● GOAL
From the editorial on raw versus cooked teaching cases, extract word for word the passage starting with "Publication date: 3" and going on through "such as TCJ.".

● SOURCE EXCERPT

“Raw” vs “cooked” cases: TCJ prefers cases “well done”

The CASE Journal

ISSN: 1544-9106

Publication date: 3 July 2017


Morris, R.J. (2017), "“Raw” vs “cooked” cases: TCJ prefers cases “well done”", The CASE Journal, Vol. 13 No. 4, pp. 453-456. https://doi.org/10.1108/TCJ-06-2017-0057

Publisher: Emerald Publishing Limited

Copyright © 2017, Emerald Publishing Limited

“Raw” vs “cooked” cases: TCJ prefers cases “well done”

In 2024, the centennial anniversary of the case method at the Harvard Business School (HBS) will be celebrated (History, nd). The format of the HBS case has long been described as the “classic” model for teaching cases (Vega, 2013). The classic case ranges from 10 to 20 pages in length and is used in the classroom to encourage students to think critically about real business issues. Most case writers experienced this approach in their own educational journey and have written this type of case for publication in journals such as TCJ.

The “raw” case approach

Yale University’s School of Management advocates a “raw” case approach. After experimenting with multimedia cases, the Yale faculty developed a unique approach that they believed improved upon the classic case method – the raw case. The differences between the raw case and the classic methodology can best be appreciated in the following quote from the Yale website:

Raw cases replicate the way that individuals access and use information in the real world: management dilemmas do not manifest themselves in neat 10-15 page narratives, but rely on an individual’s ability to synthesize information from a variety of channels. The web-based platform also allows students to view, search, absorb, and analyze the material in a non-linear manner. Determining what information is relevant and how it relates to the questions at hand is part of the learning experience

(Raw Cases, nd).

● DATA EXCERPTS
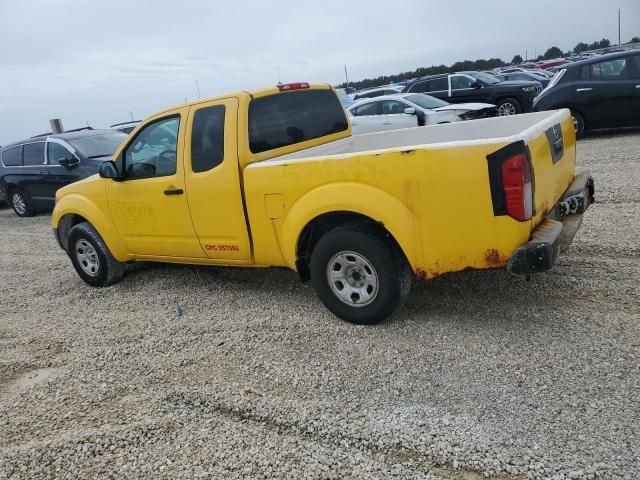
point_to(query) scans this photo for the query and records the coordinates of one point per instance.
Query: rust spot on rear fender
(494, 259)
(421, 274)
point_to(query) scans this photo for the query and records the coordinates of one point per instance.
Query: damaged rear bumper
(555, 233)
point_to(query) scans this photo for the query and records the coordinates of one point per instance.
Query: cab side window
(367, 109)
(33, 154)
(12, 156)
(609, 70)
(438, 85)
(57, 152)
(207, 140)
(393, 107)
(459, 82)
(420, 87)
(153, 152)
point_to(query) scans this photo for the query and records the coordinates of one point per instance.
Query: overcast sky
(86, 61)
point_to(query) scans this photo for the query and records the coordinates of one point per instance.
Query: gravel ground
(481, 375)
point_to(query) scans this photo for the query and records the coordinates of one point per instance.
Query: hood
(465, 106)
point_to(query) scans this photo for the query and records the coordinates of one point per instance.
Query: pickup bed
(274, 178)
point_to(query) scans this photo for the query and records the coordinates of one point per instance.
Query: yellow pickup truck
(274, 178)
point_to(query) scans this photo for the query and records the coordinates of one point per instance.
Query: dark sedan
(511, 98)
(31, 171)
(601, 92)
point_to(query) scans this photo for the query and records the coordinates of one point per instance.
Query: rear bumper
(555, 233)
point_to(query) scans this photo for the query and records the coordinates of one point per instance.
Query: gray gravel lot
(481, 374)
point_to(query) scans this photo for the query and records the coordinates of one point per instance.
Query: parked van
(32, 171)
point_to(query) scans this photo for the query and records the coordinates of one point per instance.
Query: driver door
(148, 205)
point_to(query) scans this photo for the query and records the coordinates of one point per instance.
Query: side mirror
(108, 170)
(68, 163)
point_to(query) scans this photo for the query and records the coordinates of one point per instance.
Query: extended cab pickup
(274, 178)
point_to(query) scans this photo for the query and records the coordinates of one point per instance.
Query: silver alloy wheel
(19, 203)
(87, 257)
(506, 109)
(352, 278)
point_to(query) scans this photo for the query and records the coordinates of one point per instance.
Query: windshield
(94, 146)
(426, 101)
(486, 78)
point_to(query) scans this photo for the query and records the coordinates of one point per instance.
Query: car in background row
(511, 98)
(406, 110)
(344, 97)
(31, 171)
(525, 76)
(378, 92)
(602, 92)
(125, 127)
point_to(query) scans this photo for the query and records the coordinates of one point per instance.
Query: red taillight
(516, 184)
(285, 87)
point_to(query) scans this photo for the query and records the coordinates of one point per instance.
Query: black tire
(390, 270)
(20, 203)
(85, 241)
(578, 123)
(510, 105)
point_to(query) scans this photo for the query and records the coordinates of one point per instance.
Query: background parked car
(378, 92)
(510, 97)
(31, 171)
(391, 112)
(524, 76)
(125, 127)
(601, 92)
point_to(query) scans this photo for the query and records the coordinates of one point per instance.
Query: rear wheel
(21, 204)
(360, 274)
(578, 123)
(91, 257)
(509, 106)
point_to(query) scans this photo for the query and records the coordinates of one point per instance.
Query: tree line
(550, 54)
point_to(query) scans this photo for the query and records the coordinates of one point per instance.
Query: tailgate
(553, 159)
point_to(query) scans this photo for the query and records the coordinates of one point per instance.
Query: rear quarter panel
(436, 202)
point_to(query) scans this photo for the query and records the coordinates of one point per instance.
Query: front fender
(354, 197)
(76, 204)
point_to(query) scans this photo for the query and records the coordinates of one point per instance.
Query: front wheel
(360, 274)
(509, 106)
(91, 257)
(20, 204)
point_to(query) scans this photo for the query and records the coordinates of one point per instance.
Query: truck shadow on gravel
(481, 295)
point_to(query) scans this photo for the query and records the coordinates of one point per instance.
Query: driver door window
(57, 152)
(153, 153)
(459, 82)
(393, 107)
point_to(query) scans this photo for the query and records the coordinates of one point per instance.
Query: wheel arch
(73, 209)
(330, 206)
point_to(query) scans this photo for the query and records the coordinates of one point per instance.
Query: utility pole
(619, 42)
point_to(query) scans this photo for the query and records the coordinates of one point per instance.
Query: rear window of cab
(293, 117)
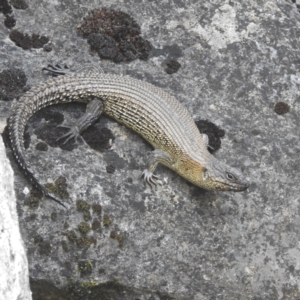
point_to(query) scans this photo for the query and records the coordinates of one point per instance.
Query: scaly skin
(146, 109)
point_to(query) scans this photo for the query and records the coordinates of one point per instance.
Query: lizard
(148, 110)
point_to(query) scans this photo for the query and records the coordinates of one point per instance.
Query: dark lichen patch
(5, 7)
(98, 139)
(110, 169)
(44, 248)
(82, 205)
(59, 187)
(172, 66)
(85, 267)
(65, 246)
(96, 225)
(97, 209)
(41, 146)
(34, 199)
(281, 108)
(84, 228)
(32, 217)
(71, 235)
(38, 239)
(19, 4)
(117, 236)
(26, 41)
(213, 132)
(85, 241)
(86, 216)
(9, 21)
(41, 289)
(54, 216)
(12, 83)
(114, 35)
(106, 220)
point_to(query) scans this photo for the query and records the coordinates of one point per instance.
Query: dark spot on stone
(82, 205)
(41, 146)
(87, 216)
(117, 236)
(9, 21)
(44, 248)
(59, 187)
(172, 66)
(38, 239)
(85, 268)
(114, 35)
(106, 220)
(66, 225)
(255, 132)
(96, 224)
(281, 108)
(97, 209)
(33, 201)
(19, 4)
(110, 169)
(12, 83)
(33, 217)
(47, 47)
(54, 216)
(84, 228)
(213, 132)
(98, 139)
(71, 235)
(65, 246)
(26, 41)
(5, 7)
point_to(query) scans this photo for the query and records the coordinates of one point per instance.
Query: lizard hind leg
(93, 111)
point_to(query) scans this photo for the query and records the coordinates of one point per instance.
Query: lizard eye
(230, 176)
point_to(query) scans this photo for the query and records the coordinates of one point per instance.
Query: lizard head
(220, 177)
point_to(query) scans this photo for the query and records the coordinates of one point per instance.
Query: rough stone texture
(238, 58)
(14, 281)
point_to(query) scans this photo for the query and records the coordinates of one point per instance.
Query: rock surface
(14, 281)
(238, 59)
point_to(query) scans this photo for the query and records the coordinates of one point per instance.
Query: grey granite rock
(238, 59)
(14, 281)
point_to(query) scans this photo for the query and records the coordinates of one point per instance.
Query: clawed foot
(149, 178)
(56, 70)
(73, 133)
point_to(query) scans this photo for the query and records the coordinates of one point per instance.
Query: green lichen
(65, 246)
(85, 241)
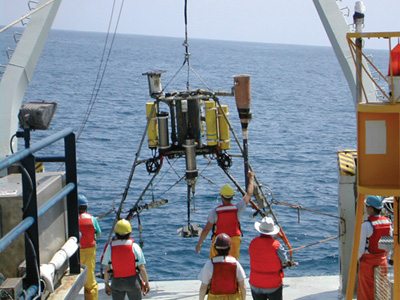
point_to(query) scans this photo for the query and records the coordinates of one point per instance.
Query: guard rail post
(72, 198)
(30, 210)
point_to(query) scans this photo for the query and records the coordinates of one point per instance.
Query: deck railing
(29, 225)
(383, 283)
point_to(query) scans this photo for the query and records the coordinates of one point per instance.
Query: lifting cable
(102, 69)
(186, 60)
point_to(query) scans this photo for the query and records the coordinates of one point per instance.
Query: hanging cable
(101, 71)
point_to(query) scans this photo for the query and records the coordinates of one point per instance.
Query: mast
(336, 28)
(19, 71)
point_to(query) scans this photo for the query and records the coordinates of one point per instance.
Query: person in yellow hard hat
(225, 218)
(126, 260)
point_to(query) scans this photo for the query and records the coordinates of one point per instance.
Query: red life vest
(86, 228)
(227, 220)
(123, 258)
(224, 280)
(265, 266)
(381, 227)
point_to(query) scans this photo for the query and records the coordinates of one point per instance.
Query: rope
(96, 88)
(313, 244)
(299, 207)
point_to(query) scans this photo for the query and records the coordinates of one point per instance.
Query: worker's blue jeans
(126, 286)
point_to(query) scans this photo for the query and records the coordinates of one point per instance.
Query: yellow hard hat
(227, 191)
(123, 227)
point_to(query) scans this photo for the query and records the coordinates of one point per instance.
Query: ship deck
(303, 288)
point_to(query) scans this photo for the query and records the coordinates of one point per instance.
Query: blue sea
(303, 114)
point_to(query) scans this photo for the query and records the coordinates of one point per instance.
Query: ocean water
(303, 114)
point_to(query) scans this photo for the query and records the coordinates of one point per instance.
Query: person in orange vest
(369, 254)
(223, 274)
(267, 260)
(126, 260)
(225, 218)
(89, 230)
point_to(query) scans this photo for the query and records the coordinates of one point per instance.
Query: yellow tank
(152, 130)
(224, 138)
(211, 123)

● FULL SOLUTION
Publication date: 3 July 2017


Morris, R.J. (2017), "“Raw” vs “cooked” cases: TCJ prefers cases “well done”", The CASE Journal, Vol. 13 No. 4, pp. 453-456. https://doi.org/10.1108/TCJ-06-2017-0057

Publisher: Emerald Publishing Limited

Copyright © 2017, Emerald Publishing Limited

“Raw” vs “cooked” cases: TCJ prefers cases “well done”

In 2024, the centennial anniversary of the case method at the Harvard Business School (HBS) will be celebrated (History, nd). The format of the HBS case has long been described as the “classic” model for teaching cases (Vega, 2013). The classic case ranges from 10 to 20 pages in length and is used in the classroom to encourage students to think critically about real business issues. Most case writers experienced this approach in their own educational journey and have written this type of case for publication in journals such as TCJ.